*Extract provided:*
§
It’s often stated for dramatic effect how close the Nazis got to the bomb, but the truth is they never could have built it unless they had already won the war. Their manufacturing base was totally insufficient for the magnitude of that task.
Determining the provenance of nuclear materials is fascinating science. They can trace pretty much any fissile material back to its source, meaning any conspirators involved in stealing or moving it would eventually be revealed. You’d have to work really hard to launder the origins of a nuclear weapon.
But I think the fact that it’s still missing today is a teeny bit more important than figuring out exactly which Nazi stirred the pot it was cooked in 80 years ago.
Not to mention the massive brain drain they inflicted on themselves by being genocidal maniacs when so many of the brightest minds in the field were people of Jewish heritage who had to flee their homelands for their very lives. Lise Meitner. Otto Frisch. Enrico Fermi (his wife was Jewish). Leo Szilard. Probably more, but those are the people who spring to mind.
Its under my couch. My cats play with everything.
Well, of course it is, because then you stop looking!
I’ll be here all week, folks.
Well, it’s hard to keep looking when you’re suffering from acute radiation poisoning.
Centrifuges are actually less effective than the efforts at Oak Ridge with gaseous diffusion. But are cheaper to produce and implement. The Nazis never had the industrial base to produce quantities of fissile material
I feel like if it was still around, it would have been squirreled away/used up by Russia, Germany, France, Britain, or anyone else with a nuclear energy/bomb program. It could be missing in the sense that those who found and used it never told any one.
Though the lab was near Switzerland, and they hid a lot of things there, and Switzerland is dotted with forgotten bunkers.
Nope. Not under the couch. Maybe under the fridge?
By chance I happened to read up on the Nazi nuclear program recently, via a deep wormhole open by an askhistorians reddit thing.
Apparently not so much. They had the base theory figured out. But didn’t have a fully functional reactor to use for enrichment. Didn’t really have any practical angle on the process or whether it would be better than other options, didn’t really have a ton of plans for enrichment.
Apparently we bundled all their nuclear scientists into a single heavily bugged cabin in the UK after the war. Their conversations were recorded after they were informed about the bombs dropped on Japan. And they didn’t believe it. Heisenberg assumed the Americans could have used a photochemical process for enrichment, apparently referencing theory he saw as more likely. The Manhattan Project had poked it with a stick and discarded the process because it didn’t work.
Thing is they never had a project for a bomb. Heisenberg and the others considered it to be not possible at the current moment, and more over not useful. So it wasn’t something they were really pursuing. The Nazi program was entirely a small scale project focused on research reactors, it’s not clear to me they even expected to get power plants out of it at the end.
Then on top of that what everyone else is saying about not having the capacity to produce fuel at scale. Apparently they didn’t even have much access to uranium ore to work with for the scale of work they were doing.
IIRC Canada alone built more military trucks during the war than Nazi Germany did, even including manufacturers in occupied Europe.
And the UK produced more Spitfires during the Battle of Britain, compared to Axis Messerschmitts.
The trick to winning ww2 wasn’t to make the best you could, it was to mass produce ships, planes and trucks that were good enough.
§
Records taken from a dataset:
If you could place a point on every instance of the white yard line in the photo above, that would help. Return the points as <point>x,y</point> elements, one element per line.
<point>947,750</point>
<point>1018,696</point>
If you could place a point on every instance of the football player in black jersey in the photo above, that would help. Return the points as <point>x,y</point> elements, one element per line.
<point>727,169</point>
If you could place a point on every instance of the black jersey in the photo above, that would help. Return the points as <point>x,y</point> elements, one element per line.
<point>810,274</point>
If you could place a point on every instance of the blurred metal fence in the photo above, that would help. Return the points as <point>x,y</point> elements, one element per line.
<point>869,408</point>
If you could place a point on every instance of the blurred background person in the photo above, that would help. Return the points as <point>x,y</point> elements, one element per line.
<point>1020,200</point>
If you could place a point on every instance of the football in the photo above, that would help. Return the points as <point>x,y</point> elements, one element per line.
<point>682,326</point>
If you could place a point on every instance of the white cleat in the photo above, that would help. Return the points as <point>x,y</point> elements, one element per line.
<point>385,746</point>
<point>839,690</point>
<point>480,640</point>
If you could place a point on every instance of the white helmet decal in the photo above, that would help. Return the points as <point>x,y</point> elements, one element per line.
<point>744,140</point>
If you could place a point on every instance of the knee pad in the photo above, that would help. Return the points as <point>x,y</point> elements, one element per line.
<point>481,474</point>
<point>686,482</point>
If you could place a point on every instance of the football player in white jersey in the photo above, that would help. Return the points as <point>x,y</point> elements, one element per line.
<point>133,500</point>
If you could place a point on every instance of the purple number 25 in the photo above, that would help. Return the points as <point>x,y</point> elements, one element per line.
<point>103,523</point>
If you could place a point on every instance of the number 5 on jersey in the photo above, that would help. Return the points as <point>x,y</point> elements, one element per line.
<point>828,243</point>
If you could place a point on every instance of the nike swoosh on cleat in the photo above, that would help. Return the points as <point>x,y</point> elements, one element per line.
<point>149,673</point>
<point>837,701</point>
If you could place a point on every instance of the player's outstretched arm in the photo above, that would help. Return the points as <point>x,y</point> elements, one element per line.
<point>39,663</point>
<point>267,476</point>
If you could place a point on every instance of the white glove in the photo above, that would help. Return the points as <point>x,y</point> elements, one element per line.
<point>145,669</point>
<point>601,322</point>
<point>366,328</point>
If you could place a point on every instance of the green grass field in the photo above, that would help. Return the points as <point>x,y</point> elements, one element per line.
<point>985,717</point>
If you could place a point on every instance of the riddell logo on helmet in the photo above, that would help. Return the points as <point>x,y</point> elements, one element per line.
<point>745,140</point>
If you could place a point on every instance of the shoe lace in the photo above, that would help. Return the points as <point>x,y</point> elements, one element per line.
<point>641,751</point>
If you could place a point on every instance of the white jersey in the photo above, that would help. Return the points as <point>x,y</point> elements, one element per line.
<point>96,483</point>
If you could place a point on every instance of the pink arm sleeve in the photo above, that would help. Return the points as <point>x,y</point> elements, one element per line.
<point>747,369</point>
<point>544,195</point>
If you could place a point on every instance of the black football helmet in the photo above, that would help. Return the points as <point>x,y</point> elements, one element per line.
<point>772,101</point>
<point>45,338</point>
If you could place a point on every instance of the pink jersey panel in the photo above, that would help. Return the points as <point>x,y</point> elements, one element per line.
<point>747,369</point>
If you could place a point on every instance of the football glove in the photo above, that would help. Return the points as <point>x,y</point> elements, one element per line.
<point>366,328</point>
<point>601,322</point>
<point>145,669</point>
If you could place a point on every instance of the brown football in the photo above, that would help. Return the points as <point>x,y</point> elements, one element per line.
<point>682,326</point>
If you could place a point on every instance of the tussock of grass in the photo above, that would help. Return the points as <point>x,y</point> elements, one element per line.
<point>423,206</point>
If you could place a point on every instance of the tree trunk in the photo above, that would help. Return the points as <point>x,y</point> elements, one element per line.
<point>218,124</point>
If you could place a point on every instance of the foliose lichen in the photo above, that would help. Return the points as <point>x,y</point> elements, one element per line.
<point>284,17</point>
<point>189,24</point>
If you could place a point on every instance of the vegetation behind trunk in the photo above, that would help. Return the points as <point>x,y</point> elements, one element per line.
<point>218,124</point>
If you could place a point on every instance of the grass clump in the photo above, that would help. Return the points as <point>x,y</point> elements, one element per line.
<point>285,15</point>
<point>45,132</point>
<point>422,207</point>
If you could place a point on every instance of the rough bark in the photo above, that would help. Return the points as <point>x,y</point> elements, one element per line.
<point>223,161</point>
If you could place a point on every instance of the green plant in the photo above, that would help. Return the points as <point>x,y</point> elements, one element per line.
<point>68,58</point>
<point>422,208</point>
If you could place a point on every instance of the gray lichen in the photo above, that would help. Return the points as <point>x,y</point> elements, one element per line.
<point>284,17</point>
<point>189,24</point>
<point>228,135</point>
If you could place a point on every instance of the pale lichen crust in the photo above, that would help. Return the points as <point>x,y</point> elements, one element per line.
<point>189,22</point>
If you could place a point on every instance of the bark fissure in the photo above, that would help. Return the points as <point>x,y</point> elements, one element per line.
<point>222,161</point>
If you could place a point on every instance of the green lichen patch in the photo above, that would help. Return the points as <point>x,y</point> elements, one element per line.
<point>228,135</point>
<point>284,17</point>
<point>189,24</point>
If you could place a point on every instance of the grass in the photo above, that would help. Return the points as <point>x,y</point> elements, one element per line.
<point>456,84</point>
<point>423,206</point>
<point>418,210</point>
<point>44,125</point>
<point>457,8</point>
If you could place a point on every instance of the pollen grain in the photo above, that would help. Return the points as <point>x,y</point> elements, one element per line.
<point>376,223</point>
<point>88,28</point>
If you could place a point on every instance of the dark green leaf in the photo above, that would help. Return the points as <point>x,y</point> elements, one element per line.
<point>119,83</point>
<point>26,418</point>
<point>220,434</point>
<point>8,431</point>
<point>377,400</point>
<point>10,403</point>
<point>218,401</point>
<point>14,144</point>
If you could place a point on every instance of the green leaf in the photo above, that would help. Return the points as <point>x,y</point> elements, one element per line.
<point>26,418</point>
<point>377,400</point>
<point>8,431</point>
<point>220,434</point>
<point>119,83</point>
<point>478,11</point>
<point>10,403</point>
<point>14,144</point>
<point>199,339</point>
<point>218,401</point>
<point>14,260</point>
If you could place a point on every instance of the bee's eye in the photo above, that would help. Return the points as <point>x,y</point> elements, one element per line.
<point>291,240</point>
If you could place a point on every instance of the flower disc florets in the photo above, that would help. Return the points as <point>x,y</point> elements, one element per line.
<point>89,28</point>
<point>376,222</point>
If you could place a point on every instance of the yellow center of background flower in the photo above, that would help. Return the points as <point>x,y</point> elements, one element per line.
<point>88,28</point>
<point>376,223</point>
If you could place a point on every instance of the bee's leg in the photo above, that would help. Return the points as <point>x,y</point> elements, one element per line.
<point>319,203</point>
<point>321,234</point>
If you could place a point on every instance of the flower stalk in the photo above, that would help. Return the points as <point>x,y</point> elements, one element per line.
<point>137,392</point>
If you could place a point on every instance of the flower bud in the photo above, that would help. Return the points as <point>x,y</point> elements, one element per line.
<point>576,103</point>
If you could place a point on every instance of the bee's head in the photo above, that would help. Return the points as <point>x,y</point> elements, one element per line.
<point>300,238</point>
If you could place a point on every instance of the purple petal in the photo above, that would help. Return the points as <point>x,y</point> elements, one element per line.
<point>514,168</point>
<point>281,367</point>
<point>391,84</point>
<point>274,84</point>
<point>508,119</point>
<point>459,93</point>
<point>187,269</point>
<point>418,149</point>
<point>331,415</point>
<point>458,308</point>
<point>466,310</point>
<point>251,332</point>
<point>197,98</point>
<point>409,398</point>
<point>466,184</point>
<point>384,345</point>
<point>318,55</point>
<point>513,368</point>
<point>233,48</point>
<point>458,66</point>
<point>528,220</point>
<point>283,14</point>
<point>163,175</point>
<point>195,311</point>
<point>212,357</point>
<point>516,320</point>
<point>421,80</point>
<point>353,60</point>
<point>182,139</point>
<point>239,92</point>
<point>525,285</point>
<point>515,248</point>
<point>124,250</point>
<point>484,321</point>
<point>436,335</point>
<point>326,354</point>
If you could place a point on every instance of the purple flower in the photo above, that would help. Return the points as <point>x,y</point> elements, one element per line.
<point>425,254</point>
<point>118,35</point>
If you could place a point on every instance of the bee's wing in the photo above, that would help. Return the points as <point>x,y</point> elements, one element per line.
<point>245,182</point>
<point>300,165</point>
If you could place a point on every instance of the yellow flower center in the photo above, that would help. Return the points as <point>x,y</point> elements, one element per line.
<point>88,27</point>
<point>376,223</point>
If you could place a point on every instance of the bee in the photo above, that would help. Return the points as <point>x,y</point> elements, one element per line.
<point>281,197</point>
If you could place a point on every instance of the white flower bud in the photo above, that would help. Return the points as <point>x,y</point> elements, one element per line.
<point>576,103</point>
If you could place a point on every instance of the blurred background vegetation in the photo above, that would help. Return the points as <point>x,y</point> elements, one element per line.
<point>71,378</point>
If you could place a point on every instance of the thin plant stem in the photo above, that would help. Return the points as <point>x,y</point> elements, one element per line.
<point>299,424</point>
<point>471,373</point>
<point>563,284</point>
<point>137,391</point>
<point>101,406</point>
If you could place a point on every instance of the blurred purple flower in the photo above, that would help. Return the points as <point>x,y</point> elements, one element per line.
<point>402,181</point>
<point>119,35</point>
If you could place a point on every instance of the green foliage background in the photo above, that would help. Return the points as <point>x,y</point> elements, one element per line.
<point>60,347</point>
§
*Work task A:* In the discussion of the Nazi nuclear program, where were the German nuclear scientists kept after the war?
*Work task B:* Revise the discussion of the Nazi nuclear program from "Its under my" to "told any one.", changing "cheaper" to "simpler".

*Response box A:* They were kept together in a single heavily bugged cabin in the UK.

*Response box B:*
Its under my couch. My cats play with everything.
Well, of course it is, because then you stop looking!
I’ll be here all week, folks.
Well, it’s hard to keep looking when you’re suffering from acute radiation poisoning.
Centrifuges are actually less effective than the efforts at Oak Ridge with gaseous diffusion. But are simpler to produce and implement. The Nazis never had the industrial base to produce quantities of fissile material
I feel like if it was still around, it would have been squirreled away/used up by Russia, Germany, France, Britain, or anyone else with a nuclear energy/bomb program. It could be missing in the sense that those who found and used it never told any one.